= Edward Daniel Stone =

Edward Daniel Stone (1832 – 17 September 1916) was an ordained deacon, classical scholar and a schoolmaster at Eton College.

==Early life==
He was the son of Lucia Catherine Stone (née Boswell) and Joseph Stone. His siblings were Walter George Boswell Stone, an antiquarian; William Harry Stone, and Edith Stone.

He attended Eton College beginning in 1845 and in 1856 he received a BA from King's College, Cambridge. Three years later he received his master's degree at Cambridge. From 1855 until 1862, he was a Fellow of King's. In 1860, he was ordained a deacon of the Church of England.

==Career==
===Educator===
Beginning in 1857, he was assistant master at Eton, a position he held for about 27 years. His students included Sir Henry Babington Smith and Sir Evelyn Ruggles-Brise. On 20 November 1873 he was admitted into the Chemical Society.

=====

■ TASKS FOR THIS EXERCISE ■
A. List the siblings of Edward Daniel Stone named in the biography.
B. According to the biography, in what year was Stone ordained a deacon of the Church of England?
C. Rewrite everything in the biography from "Edward Daniel Stone (1832" down to "the Chemical Society.", replacing "King's" with "Trinity".

=====

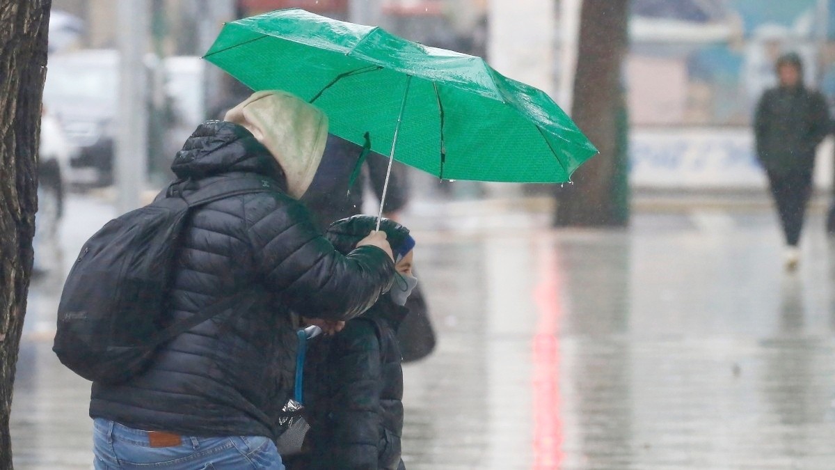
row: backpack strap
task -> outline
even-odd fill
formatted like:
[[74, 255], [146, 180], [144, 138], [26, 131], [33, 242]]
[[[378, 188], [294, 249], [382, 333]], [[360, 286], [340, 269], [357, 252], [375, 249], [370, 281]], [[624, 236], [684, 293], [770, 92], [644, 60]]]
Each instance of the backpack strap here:
[[199, 181], [195, 191], [184, 192], [195, 186], [192, 181], [180, 183], [179, 187], [170, 190], [170, 197], [179, 196], [185, 200], [189, 207], [196, 207], [226, 197], [251, 194], [254, 192], [273, 192], [279, 191], [278, 184], [269, 178], [258, 178], [252, 175], [241, 176], [225, 176], [212, 178], [208, 181]]
[[[195, 186], [197, 186], [195, 188]], [[184, 193], [184, 191], [194, 191]], [[277, 184], [268, 178], [257, 178], [252, 175], [240, 176], [224, 176], [212, 178], [208, 181], [195, 182], [191, 181], [180, 181], [172, 184], [166, 192], [167, 197], [182, 197], [189, 205], [189, 208], [208, 204], [226, 197], [251, 194], [255, 192], [271, 192], [278, 191]], [[191, 318], [175, 323], [168, 328], [157, 333], [151, 344], [155, 347], [173, 340], [185, 333], [198, 324], [215, 318], [220, 314], [231, 309], [247, 310], [256, 301], [257, 296], [252, 295], [254, 289], [245, 289], [231, 297], [222, 299]]]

=====

■ SOLUTIONS TO EACH TASK ■
A. Walter George Boswell Stone, William Harry Stone, Edith Stone

B. 1860

C.
Edward Daniel Stone (1832 – 17 September 1916) was an ordained deacon, classical scholar and a schoolmaster at Eton College.

==Early life==
He was the son of Lucia Catherine Stone (née Boswell) and Joseph Stone. His siblings were Walter George Boswell Stone, an antiquarian; William Harry Stone, and Edith Stone.

He attended Eton College beginning in 1845 and in 1856 he received a BA from Trinity College, Cambridge. Three years later he received his master's degree at Cambridge. From 1855 until 1862, he was a Fellow of Trinity. In 1860, he was ordained a deacon of the Church of England.

==Career==
===Educator===
Beginning in 1857, he was assistant master at Eton, a position he held for about 27 years. His students included Sir Henry Babington Smith and Sir Evelyn Ruggles-Brise. On 20 November 1873 he was admitted into the Chemical Society.